### Available data
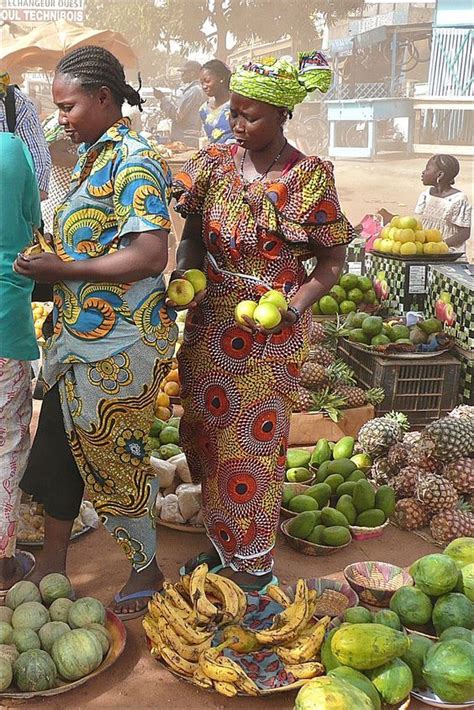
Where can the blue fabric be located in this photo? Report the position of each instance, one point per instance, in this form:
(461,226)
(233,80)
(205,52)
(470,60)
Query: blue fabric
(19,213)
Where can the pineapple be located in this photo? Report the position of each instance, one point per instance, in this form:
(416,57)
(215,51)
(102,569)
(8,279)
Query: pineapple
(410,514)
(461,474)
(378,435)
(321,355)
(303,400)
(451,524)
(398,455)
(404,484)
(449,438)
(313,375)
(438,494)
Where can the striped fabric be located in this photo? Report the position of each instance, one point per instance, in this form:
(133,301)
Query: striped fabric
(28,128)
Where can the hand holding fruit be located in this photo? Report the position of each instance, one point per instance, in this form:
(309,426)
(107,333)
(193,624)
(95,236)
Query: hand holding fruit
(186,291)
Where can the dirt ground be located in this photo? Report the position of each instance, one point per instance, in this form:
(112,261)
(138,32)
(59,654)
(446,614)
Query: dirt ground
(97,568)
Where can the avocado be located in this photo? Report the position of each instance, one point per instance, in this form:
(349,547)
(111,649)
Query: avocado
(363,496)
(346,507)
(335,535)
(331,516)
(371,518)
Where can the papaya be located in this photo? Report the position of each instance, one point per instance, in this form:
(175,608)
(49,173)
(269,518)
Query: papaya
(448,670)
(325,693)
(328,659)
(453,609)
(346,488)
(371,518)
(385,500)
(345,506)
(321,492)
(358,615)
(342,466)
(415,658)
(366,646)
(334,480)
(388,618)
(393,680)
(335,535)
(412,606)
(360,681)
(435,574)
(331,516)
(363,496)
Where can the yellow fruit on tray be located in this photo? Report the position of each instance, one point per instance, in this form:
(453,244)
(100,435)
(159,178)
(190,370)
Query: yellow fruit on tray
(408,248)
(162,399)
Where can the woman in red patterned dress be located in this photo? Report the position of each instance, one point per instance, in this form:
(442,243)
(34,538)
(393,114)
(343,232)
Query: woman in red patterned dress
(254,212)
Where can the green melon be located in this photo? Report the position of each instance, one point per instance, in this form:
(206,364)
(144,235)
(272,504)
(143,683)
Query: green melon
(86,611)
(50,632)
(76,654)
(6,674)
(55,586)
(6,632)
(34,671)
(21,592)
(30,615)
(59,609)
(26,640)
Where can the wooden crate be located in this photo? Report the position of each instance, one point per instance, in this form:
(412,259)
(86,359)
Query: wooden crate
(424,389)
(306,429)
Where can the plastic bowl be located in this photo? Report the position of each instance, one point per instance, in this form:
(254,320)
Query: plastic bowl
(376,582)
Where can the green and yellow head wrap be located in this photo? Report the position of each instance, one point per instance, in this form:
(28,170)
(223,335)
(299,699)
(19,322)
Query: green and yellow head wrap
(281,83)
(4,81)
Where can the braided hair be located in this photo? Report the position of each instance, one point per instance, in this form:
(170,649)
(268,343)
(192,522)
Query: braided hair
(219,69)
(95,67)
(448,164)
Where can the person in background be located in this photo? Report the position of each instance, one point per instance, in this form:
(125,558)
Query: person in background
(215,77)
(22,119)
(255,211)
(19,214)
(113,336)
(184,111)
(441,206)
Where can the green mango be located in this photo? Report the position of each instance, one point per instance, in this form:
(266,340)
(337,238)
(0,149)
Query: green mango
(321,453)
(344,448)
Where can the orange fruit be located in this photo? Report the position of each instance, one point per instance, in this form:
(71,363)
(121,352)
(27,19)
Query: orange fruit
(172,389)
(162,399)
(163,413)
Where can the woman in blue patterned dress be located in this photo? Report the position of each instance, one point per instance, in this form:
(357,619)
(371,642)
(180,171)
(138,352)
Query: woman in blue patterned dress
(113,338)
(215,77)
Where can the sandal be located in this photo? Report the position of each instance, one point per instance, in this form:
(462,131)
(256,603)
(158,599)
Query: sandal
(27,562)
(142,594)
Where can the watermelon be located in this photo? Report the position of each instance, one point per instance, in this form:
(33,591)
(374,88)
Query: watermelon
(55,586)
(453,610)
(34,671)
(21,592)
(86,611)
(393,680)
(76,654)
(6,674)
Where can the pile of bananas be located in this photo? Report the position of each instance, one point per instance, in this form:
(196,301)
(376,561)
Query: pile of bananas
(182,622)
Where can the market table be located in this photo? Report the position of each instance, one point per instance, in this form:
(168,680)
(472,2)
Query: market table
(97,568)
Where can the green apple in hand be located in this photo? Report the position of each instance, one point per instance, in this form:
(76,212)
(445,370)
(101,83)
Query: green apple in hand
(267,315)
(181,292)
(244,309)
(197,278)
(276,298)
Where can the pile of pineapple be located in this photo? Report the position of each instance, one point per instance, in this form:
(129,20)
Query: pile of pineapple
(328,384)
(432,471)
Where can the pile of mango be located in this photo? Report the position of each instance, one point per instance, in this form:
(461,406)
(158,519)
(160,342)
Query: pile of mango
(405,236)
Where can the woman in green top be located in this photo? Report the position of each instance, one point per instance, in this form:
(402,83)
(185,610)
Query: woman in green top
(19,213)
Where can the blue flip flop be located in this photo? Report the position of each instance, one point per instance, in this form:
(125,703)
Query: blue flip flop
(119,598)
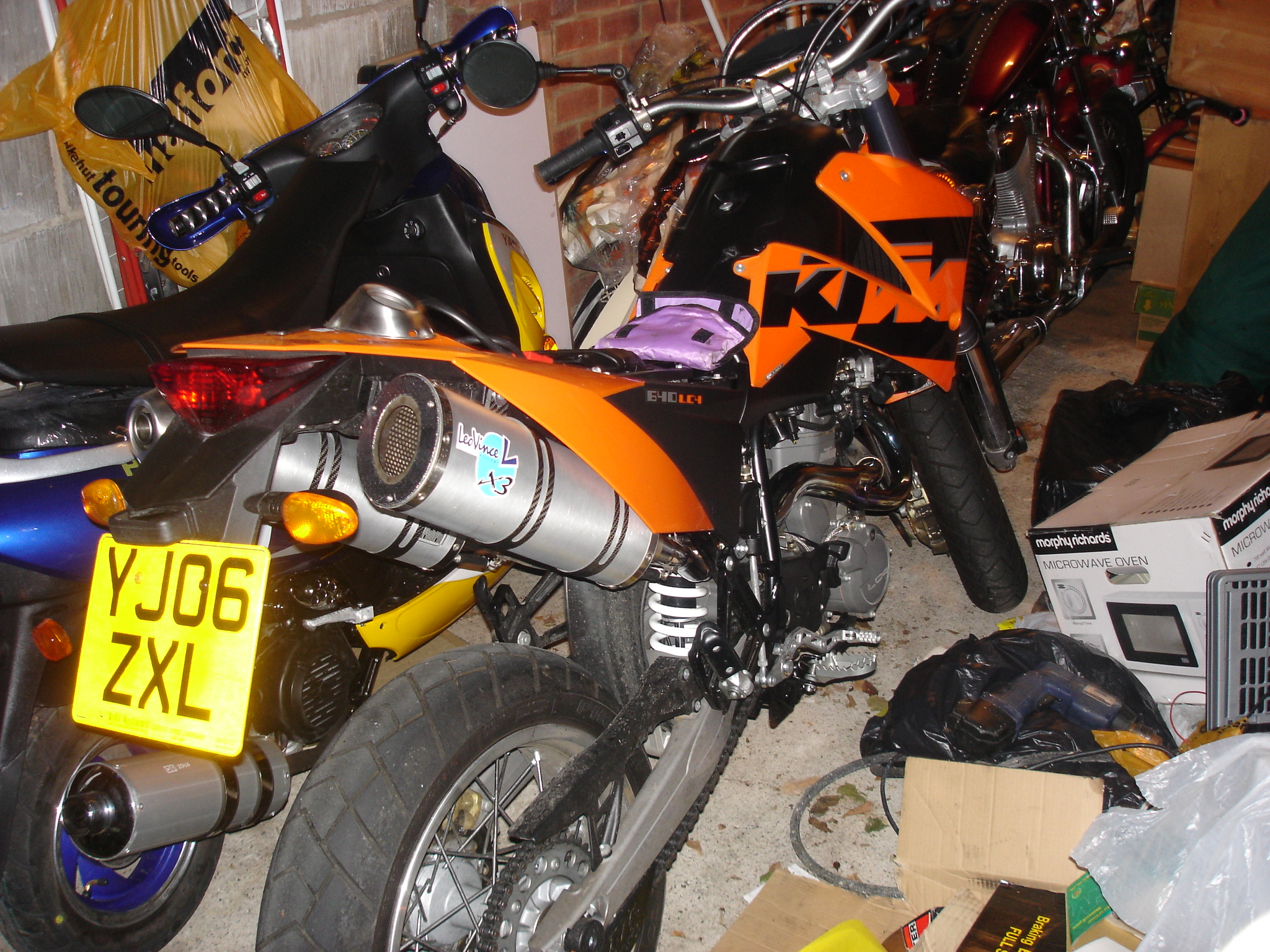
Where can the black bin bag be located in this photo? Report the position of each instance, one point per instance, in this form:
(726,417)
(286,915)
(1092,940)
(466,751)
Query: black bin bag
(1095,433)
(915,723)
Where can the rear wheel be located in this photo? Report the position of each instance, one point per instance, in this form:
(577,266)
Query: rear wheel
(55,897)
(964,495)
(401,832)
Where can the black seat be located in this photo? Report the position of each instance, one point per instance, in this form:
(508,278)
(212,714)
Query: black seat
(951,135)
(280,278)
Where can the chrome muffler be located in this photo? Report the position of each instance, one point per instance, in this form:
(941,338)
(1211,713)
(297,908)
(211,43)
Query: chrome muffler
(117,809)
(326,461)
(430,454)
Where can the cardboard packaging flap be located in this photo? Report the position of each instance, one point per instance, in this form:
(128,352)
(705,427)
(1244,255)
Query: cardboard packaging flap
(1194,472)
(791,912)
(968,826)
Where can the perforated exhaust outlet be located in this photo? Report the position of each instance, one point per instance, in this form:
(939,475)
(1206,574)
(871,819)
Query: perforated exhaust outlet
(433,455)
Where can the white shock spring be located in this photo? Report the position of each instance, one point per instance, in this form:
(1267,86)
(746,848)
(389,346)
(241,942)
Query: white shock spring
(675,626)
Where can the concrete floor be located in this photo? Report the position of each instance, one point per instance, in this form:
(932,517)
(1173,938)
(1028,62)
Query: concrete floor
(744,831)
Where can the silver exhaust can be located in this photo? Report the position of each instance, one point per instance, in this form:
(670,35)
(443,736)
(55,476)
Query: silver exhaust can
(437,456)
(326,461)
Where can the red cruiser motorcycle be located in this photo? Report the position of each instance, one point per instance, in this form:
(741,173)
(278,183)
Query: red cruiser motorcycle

### Problem to work on
Images in the data above are to be skipped. Retype all other material exactly.

### Worked answer
Where can the blue fabric be located in this photo? Report the position of each instance, one point per instance, in this form:
(461,226)
(233,80)
(205,52)
(470,60)
Query: blue fabric
(19,213)
Where can the pineapple be located in this photo? Report the position of each instance, one point per instance, in this form:
(416,57)
(215,51)
(102,569)
(8,279)
Query: pineapple
(410,514)
(461,474)
(378,435)
(321,355)
(303,400)
(451,524)
(398,455)
(404,484)
(449,438)
(313,375)
(438,494)
Where can the striped fabric be located in this photo? Report the position of each instance, one point per instance, in this form:
(133,301)
Query: striped fabric
(28,128)
Where can the hand holding fruit be located in this photo? Report the position of each instance, one point per instance, in this form:
(309,426)
(107,333)
(193,624)
(95,236)
Query: hand holding fruit
(186,291)
Where can the dirt ground be located in this photo? Report the position of each instance, one point per instance, in this form:
(112,261)
(138,32)
(59,654)
(446,614)
Query: dirt ground
(97,568)
Where can the avocado be located in this photo? Report the position of each instance, one point per instance, in this form:
(349,547)
(111,649)
Query: avocado
(363,496)
(346,507)
(335,535)
(331,516)
(371,518)
Where can the papaya be located in this photo? Report the position of each instance, one point per instance, in this form:
(175,608)
(49,173)
(269,518)
Query: papaya
(448,670)
(325,693)
(328,659)
(453,609)
(346,488)
(371,518)
(385,500)
(345,506)
(321,492)
(358,615)
(342,466)
(415,658)
(366,646)
(334,480)
(388,618)
(393,680)
(335,535)
(412,606)
(360,681)
(435,574)
(331,516)
(363,496)
Where can the yellow fruit on tray be located in this photo? Report the position of each instance, one point per instance, in this form:
(453,244)
(100,435)
(159,178)
(190,370)
Query: yellow fruit on tray
(408,248)
(162,399)
Where can the woman in red patterned dress be located in this photo? Report the position of each instance, one point per instance, in this form:
(442,243)
(34,538)
(393,114)
(343,232)
Query: woman in red patterned dress
(254,212)
Where can the green melon be located in this photo? Report the position of each instance, one point per instance, in this form:
(206,364)
(144,235)
(272,504)
(143,683)
Query: green melon
(86,611)
(50,632)
(76,654)
(6,674)
(55,586)
(6,632)
(34,671)
(21,592)
(30,615)
(59,609)
(26,640)
Where can the wooden crate be located in this photo? Report the position of each instance, one point per instance, in this form:
(412,259)
(86,359)
Query: wooden crate
(424,389)
(306,429)
Where can the plastic bowl be located in this photo? Report the position of each instance, one point per instance, in this form:
(254,320)
Query: plastic bowl
(376,582)
Where can the green and yellow head wrap be located in this photo? Report the position of each instance, one point per instance, in this form:
(28,170)
(223,335)
(299,699)
(19,322)
Query: green and yellow head wrap
(281,83)
(4,81)
Where can the braided hair be located in this photo? Report the position of each instance, one point per instance, in this form:
(170,649)
(268,343)
(192,522)
Query: braided hair
(219,69)
(95,67)
(448,164)
Where can the person in background be located in this photo? Report the position of each instance, one point per instance, in this form:
(125,558)
Query: person in background
(215,77)
(22,119)
(255,211)
(19,214)
(113,336)
(184,111)
(441,206)
Where can the green mango be located in this photo? Report the position of each instance, one point per instance, in this form:
(266,340)
(337,238)
(0,149)
Query: green mango
(321,453)
(344,448)
Where can the orange fruit be located in this photo? Report the position of each instance, one point per instance, in this form:
(71,363)
(121,352)
(27,19)
Query: orange fruit
(172,389)
(162,399)
(163,413)
Where can the woman in blue patterned dress be located in this photo? Report the position of each instance, one point per instance, in this form:
(357,619)
(371,642)
(180,171)
(138,352)
Query: woman in blue patterned dress
(113,338)
(215,77)
Where can the sandal be located in this photo? Report the position of each instance, one point per instance, in this form:
(462,131)
(256,603)
(158,599)
Query: sandal
(27,562)
(142,594)
Where can the watermelon be located in this photo? Report the position of each instance, one point per instance, in this form:
(33,591)
(374,88)
Query: watermelon
(55,586)
(453,610)
(34,671)
(21,592)
(86,611)
(393,680)
(76,654)
(6,674)
Where can the pile of bananas be located in this photo? Report the position of each instance, one point per instance, in this form:
(196,301)
(376,561)
Query: pile of bananas
(182,622)
Where can the market table be located in this photo? Report the position of each instance, one point per instance, in this form:
(168,680)
(472,2)
Query: market table
(97,568)
Where can the green apple in hand be located in this photo? Report the position of each instance, one point per instance, in this form:
(76,212)
(445,370)
(101,83)
Query: green apple in hand
(267,315)
(181,292)
(244,309)
(197,278)
(276,298)
Where can the pile of pineapple be located in this photo? Report the position of each instance, one point per instance, in this form:
(129,20)
Query: pile of pineapple
(328,384)
(432,471)
Where can the pile of mango be located in this photo? Report the position of each instance, one point per instance, in this form:
(461,406)
(158,519)
(160,342)
Query: pile of mango
(405,236)
Where can the woman in green top be located in this photo? Report the position of each instance, one point per instance, in this form:
(402,83)
(185,610)
Query: woman in green top
(19,213)
Where can the blue flip flop be located in this photo? Report the position of each instance, one point per instance, in this form:
(125,703)
Query: blue flip flop
(119,598)
Where can the black bin bag be located in this photo? Report the position of each instance, one point per instance, in this form:
(726,417)
(286,915)
(1092,940)
(466,751)
Query: black bin bag
(1095,433)
(915,723)
Where can the rear wheel be located in this photo? Report the position of each instance, one point per instance, in this form:
(577,266)
Query: rear wheel
(55,897)
(964,495)
(401,832)
Where can the black seat be located in this photo? Report the position of each instance, one point per instance, in this form:
(508,278)
(212,714)
Query: black seat
(951,135)
(280,278)
Where can the chrome muffler be located in this photo? Report the position of each instance, one point per instance, in this form:
(941,338)
(1211,713)
(297,908)
(211,43)
Query: chrome muffler
(117,809)
(326,461)
(430,454)
Where can the cardboard packaging flap be located in this photo? Report the position of each instance, one point per instance, in this form:
(128,352)
(705,427)
(1244,255)
Query: cardboard packaging flap
(1194,472)
(791,912)
(968,826)
Where can the perforated exhaust outlet be located in this photo? Report the position of each instance, one point per instance, in this form:
(939,475)
(1206,574)
(871,819)
Query: perforated exhaust outlet
(433,455)
Where can the white shock spring be located in this photo? Report the position of each instance, one point per instance, in this form:
(1267,86)
(746,848)
(389,346)
(241,942)
Query: white shock spring
(675,626)
Where can the concrete floor be located in this photo? Report the position of each instance, one point per instance, in this form:
(932,517)
(1173,938)
(1028,62)
Query: concrete floor
(744,831)
Where can the silver exhaust can be located in this photo? Report the position of each instance, one point per instance, in this form:
(670,35)
(443,736)
(55,476)
Query: silver exhaust can
(437,456)
(326,461)
Where can the red cruiser motorcycle be located in this photo? Report the position of each instance, one point per instance, in this form:
(741,173)
(278,183)
Query: red cruiser motorcycle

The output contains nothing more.